_SHORT PROBLEM_
Continue the essay below on teachers versus educators and a summer critical thinking class, picking up after its final sentence.

_DOCUMENT EXCERPT_
Independence.
Okay let me just put this out there in the eve of independence. Life is more than memorizing data to get the higher score. Yet, why does education insist that scores – grades – make the grade for success? Worse yet, legions of teachers across the nation buy into the system that believes success is certainly determined by the best score, the best rank, the best nod of someone’s head that passes that mark that someone is looking for. I associate such collaboration the number one reason why we have so many teachers, and not so many EDUCATORS.
Thinking out of the box, critical thinking, what actually is applied outside of the four walls where individuals are initially a foundation of learning. Luckily, there are even more individuals that but into something more than dittos, more than lectures, but to the doing part.
I say all this as a shout out to some pretty amazing individuals that served me in the capacity of an educator, both as a student and later as colleagues that surrounded me that encouraged me to never, ever, settle for the what the masses are content to settle for in education. Truly, if educators settle for the common idea of what education is, then those educators certainly revert to being teachers, and oh yes, there is such a difference.
In presenting and introducing a Critical Thinking Class this summer, all of a sudden, by matching students with their dreams and what they want to be, and matching them with members of a community in that profession, in two classes (TWO) we have over 36 students that are now examining their immediate communities and discovering needs, solutions, problems, and creative approaches to addressing needs here in our home state. Two classes and this has happened.
Two classes and they have discovered what Jane Goodall’s Institute did to change the approach to changing communities around themselves as women. Two classes and they have discovered elevator pitches that look past what color, race, income level, or position an individual has and to focus on the idea, and presenting ideas in a totally different light. Two classes and students have discovered the reality of life lessons in job choices, income and rent availability, and having to make tough choices that determine if they make it through one month of a budget line well below the average individual struggling to barely make it week to week. Two classes and students begin to realize the power to change the communities around them depends on the energy they have to find a way, any way, to make their creative ideas infiltrate the emphasis on scores and tests and find their way to changing their communities amid so much negativity.
After two classes with students who previously have felt suppressed by what they have seen on paper via scores, students are reinvigorated by someone realizing what they can offer society based on their talents, something that will never be able to be gauged by tests, scores, or median lines of achievement. Students are starting to recognize the abilities that contain and realize the frustration with teachers that refuse to let them bring those very qualities to light and apply them to the lessons they are presented.

_RAW DATA_
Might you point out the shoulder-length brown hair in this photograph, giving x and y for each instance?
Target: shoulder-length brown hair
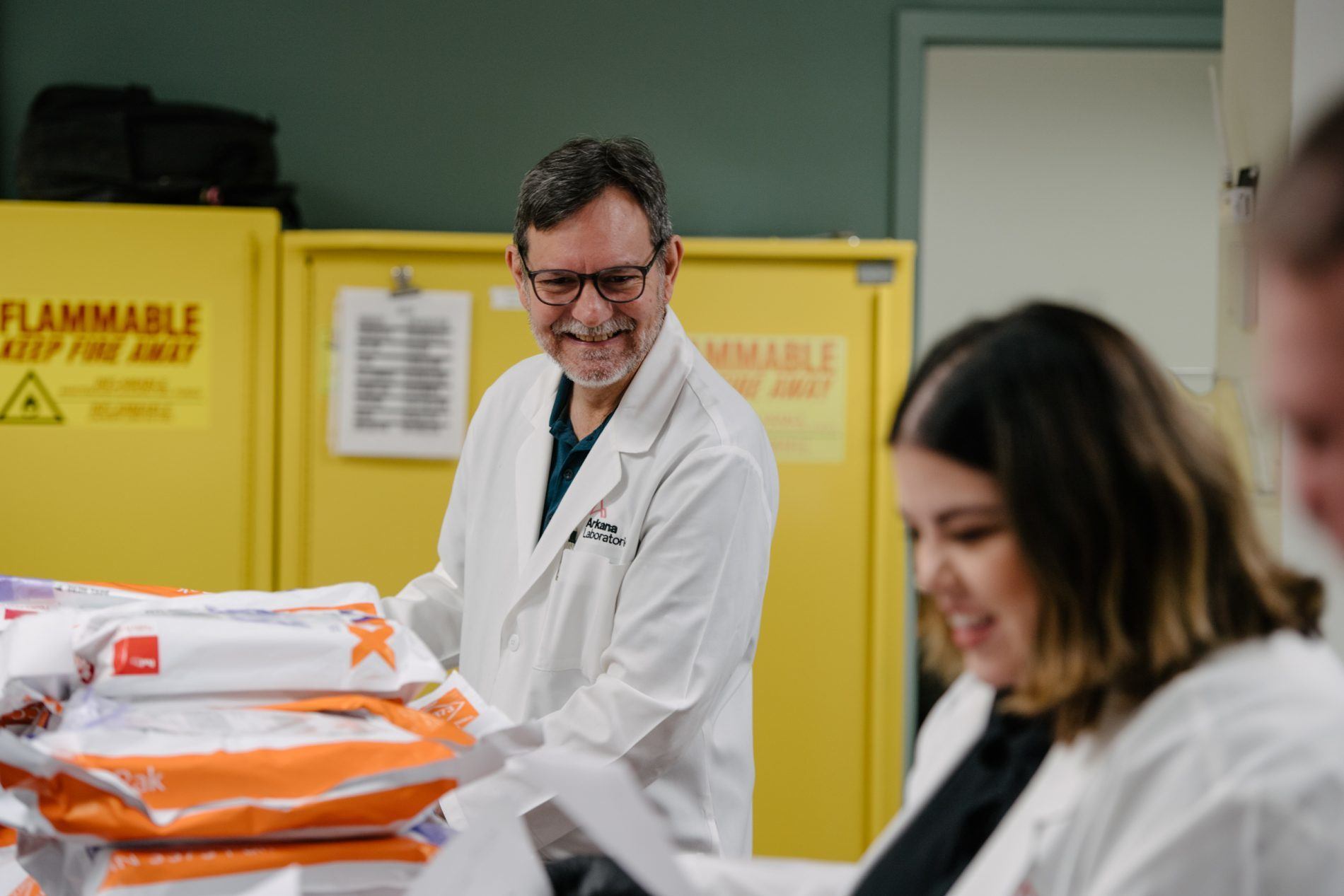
(1124, 499)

_IN RESPONSE_
It is going to be amazing to see the number of community leaders a small handful of students have communicated with in one summer and the ideas they will present to change so many aspects of our community for the better. Imagine this happening all year!
Yet it all takes one of the largest gifts many teachers are unable, or prevented from giving students that will allow them to be educators.
Independence.
I relish the instructors that were truly educators to me and allowed me to infuse creativity in every single lesson or approach that was to be given to someone next in your classroom. These educators and luckily for me, my education at Slippery Rock University, made me feel guilty every minute if I would put my trusty in something that could not be acted upon in the real world. Major kudos to the teachers who counted the days until the last day of school handed me ditto after ditto,
and made me never, ever want to be just a teacher, but an educator. Certainly I believe in Karma and being lucky enough to have the privilege to become a Media Specialist Librarian, freed even more time to motivate, inspire, and challenge the norm of keeping education among four walls and taking this outside those four walls to really determine if education was happening.
I never cherished three words more than PBL (Project Based Learning) and thanks to over 21 years of being an educator (can you believe it?!) – I learned more than the students I have been lucky enough to share doing versus being complacent. it has made every difference in the world in the what an education is and who determines who is the learner and what is learned.
A different take on what to be thankful for on the Fourth, certainly to those those who have given their own freedoms and lives to allow so many after them to keep ours. But also to inspire future leaders to reinforce the belief that to truly be free, one needs to apply their freedoms to the world around is. it is up to educators, and not teachers to inspire that one word for others to change the world around all of us.
Independence.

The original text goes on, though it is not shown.